**ESERCIZI DA SVOLGERE**
[a] Spiega in non più di tre frasi perché il testo su Venezia afferma che nemmeno la laguna dovrebbe esistere, almeno nella forma che siamo abituati a vedere.
[b] Scrivi il seguito del testo su Venezia, cominciando subito dopo l'ultima frase.

Grazie al MOSE, Venezia non sarà più allagata. È un risultato straordinario, opera di ingegno e di costanza contro le diverse avversità che si sono manifestate negli oltre 50 anni che hanno seguito la grande alluvione del 1966. Dal 3 ottobre 2020, il MOSE è entrato in funzione più di 50 volte, e la sua operatività è oggi condizione necessaria per la sopravvivenza della città, ma non sufficiente.

Infatti, la sfida della salvaguardia di Venezia non si può dire completamente vinta, ed il vero pericolo non viene dai cambiamenti del clima. Perché Venezia non è fatta solo di pietre, ed il suo destino è collegato alla presenza di tutti gli elementi umani che caratterizzano una città. Una vera città, non un contenitore, sia pur bellissimo e visitato da milioni di persone l’anno.

Paradossalmente, Venezia non dovrebbe esistere. Nessuno oggi costruirebbe una città dentro una laguna, in un terreno paludoso, difficile da raggiungere, privo di sorgenti di acqua dolce. Non dovrebbe esistere nemmeno la sua laguna, almeno nella forma che siamo abituati a vedere. Le lagune sono infatti strutture geologiche effimere, costruite dall’interazione di fiumi carichi di sedimenti ed il mare: possono interrarsi, a causa dei sedimenti fluviali, oppure diventare mare, se la forza delle mareggiate è in grado di sopraffare le difese dei litorali. Questo è stato il destino, in epoca storica, di molte lagune della costa adriatica.

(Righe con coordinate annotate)
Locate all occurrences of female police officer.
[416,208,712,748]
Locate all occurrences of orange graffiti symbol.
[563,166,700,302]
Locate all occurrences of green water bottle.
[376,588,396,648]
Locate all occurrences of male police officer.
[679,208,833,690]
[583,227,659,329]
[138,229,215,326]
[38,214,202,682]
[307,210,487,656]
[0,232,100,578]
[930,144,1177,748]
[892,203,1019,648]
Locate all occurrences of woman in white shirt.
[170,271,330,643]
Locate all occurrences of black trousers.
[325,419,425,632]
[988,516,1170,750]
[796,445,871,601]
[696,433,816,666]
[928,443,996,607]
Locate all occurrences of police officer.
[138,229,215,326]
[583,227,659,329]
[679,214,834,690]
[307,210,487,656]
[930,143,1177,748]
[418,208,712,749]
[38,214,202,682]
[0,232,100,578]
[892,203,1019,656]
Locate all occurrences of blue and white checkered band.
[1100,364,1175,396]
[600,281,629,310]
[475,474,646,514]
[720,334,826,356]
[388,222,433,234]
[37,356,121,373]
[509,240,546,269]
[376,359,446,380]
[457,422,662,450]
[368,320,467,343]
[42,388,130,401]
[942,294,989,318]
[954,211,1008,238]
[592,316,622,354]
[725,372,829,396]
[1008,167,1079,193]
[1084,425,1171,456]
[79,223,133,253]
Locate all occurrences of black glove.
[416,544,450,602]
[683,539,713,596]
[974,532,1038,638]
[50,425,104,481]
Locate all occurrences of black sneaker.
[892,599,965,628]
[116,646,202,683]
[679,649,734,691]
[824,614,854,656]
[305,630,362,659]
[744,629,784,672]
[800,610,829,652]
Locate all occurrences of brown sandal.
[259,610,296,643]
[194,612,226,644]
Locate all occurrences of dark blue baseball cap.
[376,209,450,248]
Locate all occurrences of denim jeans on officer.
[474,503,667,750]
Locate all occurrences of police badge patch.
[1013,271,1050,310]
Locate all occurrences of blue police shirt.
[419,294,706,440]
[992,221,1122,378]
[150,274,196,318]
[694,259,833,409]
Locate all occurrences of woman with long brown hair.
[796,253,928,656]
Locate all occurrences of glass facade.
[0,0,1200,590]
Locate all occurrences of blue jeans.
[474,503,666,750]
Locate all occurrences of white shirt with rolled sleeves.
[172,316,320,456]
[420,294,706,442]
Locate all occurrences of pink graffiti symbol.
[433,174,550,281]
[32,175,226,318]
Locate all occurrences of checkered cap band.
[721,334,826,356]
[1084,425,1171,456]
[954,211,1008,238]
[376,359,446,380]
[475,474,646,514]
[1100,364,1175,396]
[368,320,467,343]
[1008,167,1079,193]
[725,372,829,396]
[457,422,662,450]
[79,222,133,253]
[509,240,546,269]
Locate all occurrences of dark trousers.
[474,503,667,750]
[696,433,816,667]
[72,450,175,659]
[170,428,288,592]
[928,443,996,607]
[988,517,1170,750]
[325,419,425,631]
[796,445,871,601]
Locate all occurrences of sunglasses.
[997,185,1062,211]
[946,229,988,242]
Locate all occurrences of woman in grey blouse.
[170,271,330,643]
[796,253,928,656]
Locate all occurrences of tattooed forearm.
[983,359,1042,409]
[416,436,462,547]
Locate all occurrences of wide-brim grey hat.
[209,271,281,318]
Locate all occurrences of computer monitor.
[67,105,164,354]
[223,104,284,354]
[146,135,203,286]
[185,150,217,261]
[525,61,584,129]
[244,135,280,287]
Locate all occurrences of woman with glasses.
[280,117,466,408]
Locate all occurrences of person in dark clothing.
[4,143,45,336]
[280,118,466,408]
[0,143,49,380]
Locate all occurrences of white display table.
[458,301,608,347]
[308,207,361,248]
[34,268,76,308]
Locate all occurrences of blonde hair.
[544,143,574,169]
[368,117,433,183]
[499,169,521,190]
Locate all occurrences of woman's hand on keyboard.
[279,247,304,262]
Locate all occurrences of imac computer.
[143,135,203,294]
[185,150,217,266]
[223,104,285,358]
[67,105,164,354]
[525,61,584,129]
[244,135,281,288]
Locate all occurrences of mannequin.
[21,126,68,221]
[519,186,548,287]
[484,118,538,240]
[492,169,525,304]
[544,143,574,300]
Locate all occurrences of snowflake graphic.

* * *

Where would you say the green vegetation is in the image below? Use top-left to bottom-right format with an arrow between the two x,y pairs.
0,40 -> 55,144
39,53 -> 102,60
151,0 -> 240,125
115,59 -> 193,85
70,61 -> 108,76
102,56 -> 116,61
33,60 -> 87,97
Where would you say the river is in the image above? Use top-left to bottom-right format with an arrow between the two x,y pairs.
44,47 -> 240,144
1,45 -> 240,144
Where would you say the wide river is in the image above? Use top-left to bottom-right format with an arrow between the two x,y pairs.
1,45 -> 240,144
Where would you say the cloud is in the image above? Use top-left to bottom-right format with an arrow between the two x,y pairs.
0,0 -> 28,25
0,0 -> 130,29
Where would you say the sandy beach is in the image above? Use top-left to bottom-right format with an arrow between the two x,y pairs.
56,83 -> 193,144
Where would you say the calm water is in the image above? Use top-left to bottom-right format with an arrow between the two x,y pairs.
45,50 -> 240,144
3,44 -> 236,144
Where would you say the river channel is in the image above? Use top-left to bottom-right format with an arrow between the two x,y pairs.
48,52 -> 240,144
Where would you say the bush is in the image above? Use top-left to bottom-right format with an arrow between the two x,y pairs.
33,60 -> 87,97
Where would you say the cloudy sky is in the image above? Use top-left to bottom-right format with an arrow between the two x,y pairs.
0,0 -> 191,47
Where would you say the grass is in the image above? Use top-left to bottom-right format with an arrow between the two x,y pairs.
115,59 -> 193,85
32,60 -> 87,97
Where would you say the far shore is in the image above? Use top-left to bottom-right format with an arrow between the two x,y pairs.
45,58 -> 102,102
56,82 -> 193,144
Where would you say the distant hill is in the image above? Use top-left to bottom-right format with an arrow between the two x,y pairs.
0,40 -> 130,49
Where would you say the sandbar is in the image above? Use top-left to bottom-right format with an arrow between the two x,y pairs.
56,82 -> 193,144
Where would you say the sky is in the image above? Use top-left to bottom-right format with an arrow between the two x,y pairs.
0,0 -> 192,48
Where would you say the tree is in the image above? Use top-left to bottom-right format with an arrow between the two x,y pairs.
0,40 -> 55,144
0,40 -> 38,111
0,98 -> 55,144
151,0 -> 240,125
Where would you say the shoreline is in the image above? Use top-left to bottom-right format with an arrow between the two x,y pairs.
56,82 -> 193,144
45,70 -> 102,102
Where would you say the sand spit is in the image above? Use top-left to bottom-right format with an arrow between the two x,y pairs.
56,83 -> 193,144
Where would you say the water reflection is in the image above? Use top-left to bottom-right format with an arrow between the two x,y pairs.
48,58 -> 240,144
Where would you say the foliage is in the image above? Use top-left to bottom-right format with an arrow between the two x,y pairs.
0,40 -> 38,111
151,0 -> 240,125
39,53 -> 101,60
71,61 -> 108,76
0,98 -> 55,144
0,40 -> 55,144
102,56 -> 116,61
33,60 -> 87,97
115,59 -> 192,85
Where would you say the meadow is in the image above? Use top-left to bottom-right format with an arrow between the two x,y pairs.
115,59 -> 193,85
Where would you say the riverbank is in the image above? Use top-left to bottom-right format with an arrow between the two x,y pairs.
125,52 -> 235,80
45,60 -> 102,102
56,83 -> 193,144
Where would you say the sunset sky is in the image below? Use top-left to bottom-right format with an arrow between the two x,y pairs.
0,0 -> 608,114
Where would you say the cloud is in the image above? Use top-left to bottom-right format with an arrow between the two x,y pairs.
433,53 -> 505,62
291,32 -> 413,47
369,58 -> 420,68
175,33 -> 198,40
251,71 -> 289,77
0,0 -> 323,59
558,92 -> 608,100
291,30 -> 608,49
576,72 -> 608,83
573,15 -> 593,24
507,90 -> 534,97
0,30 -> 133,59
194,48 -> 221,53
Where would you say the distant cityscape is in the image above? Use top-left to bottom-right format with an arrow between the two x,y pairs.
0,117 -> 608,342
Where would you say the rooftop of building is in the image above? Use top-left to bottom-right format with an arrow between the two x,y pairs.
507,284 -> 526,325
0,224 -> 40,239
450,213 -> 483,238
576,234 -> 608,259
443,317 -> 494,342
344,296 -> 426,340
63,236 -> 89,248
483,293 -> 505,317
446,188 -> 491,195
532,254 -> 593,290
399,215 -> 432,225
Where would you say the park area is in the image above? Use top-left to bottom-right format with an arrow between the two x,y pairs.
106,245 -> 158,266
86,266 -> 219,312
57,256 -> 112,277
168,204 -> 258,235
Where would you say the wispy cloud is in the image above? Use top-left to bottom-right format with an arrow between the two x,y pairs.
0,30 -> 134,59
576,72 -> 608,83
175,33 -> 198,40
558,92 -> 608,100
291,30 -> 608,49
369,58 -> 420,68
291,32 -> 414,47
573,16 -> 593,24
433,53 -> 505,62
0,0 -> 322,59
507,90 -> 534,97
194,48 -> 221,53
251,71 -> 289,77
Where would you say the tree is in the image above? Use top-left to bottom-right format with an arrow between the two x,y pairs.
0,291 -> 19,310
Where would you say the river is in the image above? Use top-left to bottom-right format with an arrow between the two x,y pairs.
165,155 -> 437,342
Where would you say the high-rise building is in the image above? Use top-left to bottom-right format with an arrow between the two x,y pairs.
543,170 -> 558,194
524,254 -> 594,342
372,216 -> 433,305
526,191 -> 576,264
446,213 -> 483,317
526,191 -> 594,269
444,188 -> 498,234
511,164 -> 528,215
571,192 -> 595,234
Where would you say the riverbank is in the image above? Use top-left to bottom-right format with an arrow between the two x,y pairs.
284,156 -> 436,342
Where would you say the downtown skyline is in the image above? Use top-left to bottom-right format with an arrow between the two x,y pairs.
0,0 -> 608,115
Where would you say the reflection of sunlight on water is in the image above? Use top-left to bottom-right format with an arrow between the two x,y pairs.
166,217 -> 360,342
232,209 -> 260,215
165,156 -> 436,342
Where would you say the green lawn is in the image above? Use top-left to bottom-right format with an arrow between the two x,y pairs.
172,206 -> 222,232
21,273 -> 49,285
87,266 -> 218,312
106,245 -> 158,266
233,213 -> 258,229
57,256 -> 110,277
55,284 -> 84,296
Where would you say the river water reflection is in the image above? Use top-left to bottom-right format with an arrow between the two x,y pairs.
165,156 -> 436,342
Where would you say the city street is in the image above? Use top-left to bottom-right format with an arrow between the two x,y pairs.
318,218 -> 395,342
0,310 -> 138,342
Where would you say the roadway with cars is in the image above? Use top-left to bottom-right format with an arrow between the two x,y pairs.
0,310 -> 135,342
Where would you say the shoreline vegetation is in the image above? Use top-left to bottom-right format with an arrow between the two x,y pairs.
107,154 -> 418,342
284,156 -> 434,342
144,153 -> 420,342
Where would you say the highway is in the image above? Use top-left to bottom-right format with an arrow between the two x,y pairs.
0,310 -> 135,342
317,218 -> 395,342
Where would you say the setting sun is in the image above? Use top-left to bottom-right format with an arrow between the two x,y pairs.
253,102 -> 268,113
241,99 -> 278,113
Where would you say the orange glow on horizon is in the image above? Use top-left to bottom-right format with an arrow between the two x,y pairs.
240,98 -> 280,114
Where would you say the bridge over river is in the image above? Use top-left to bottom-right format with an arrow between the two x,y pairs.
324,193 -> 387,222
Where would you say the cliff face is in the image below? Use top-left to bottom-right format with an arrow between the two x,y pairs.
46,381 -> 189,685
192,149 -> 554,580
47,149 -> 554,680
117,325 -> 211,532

**RISULTATI PER ESERCIZIO**
[a] Le lagune sono strutture geologiche effimere, nate dall'interazione tra fiumi carichi di sedimenti e il mare. Possono interrarsi per i sedimenti fluviali oppure diventare mare, se le mareggiate riescono a sopraffare le difese dei litorali. In epoca storica questo è stato il destino di molte lagune della costa adriatica.

[b]
La città di Venezia si è formata per rispondere ad una necessità: dopo la caduta dell’impero romano, le isole lagunari offrirono rifugio a popolazioni in pericolo, che si sono insediate in uno dei luoghi meno ospitali in assoluto. È il genio umano che, proprio per superare tali difficoltà, è riuscito a generare la più bella e prestigiosa città del mondo. La Serenissima Repubblica di Venezia già nel XVI secolo ha scelto di avere “come mura l’acqua e come tetto il cielo” (C.Sabbadino, 1540), deviando in mare la foce dei fiumi che erano in laguna, e costruendo nelle isole litoranee difese via via più resistenti alle mareggiate. Si è trattato di grandi opere di ingegneria, che hanno mobilitato migliaia di uomini e richiesto ingenti investimenti.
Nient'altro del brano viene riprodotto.